All of lore.kernel.org
 help / color / mirror / Atom feed
From: Patrick Steinhardt <ps@pks.im>
To: git@vger.kernel.org
Subject: [PATCH 2/2] reftable/stack: fix race in up-to-date check
Date: Thu, 18 Jan 2024 14:41:56 +0100	[thread overview]
Message-ID: <713e51a25c1c4cfa830db97f71cd7c39e85864d4.1705585037.git.ps@pks.im> (raw)
In-Reply-To: <cover.1705585037.git.ps@pks.im>

[-- Attachment #1: Type: text/plain, Size: 9609 bytes --]

In 6fdfaf15a0 (reftable/stack: use stat info to avoid re-reading stack
list, 2024-01-11) we have introduced a new mechanism to avoid re-reading
the table list in case stat(3P) figures out that the stack didn't change
since the last time we read it.

While this change significantly improved performance when writing many
refs, it can unfortunately lead to false negatives in very specific
scenarios. Given two processes A and B, there is a feasible sequence of
events that cause us to accidentally treat the table list as up-to-date
even though it changed:

  1. A reads the reftable stack and caches its stat info.

### [EXCERPTED DATA]
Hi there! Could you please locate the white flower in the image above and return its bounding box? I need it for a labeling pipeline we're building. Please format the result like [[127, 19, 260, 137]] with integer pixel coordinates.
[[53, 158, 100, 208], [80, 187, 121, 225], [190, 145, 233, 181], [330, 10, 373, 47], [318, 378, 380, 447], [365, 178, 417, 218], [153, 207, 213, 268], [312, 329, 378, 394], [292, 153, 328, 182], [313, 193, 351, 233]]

--

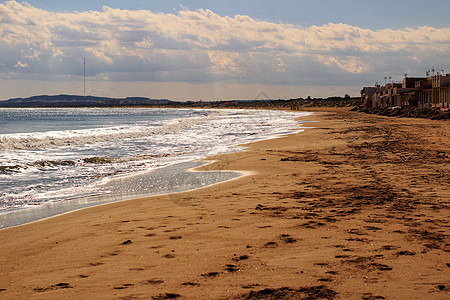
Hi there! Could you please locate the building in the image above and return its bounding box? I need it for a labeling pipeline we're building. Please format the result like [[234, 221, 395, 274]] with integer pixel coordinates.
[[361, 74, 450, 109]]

### [TASK TO CARRY OUT]
Carry on writing the patch description about the reftable up-to-date race from the point where it stops.

### [WRITTEN ANSWER]
  2. B updates the stack, appending a new table to "tables.list". This
     will both use a new inode and result in a different file size, thus
     invalidating A's cache in theory.

  3. B decides to auto-compact the stack and merges two tables. The file
     size now matches what A has cached again. Furthermore, the
     filesystem may decide to recycle the inode number of the file we
     have replaced in (2) because it is not in use anymore.

  4. A reloads the reftable stack. Neither the inode number nor the
     file size changed. If the timestamps did not change either then we
     think the cached copy of our stack is up-to-date.

In fact, the commit introduced three related issues:

  - Non-POSIX compliant systems may not report proper `st_dev` and
    `st_ino` values in stat(3P), which made us rely solely on the
    file's potentially coarse-grained mtime and ctime.

  - `stat_validity_check()` and friends may end up not comparing
    `st_dev` and `st_ino` depending on the "core.checkstat" config,
    again reducing the signal to the mtime and ctime.

  - `st_ino` can be recycled, rendering the check moot even on
    POSIX-compliant systems.

Given that POSIX defines that "The st_ino and st_dev fields taken
together uniquely identify the file within the system", these issues led
to the most important signal to establish file identity to be ignored or
become useless in some cases.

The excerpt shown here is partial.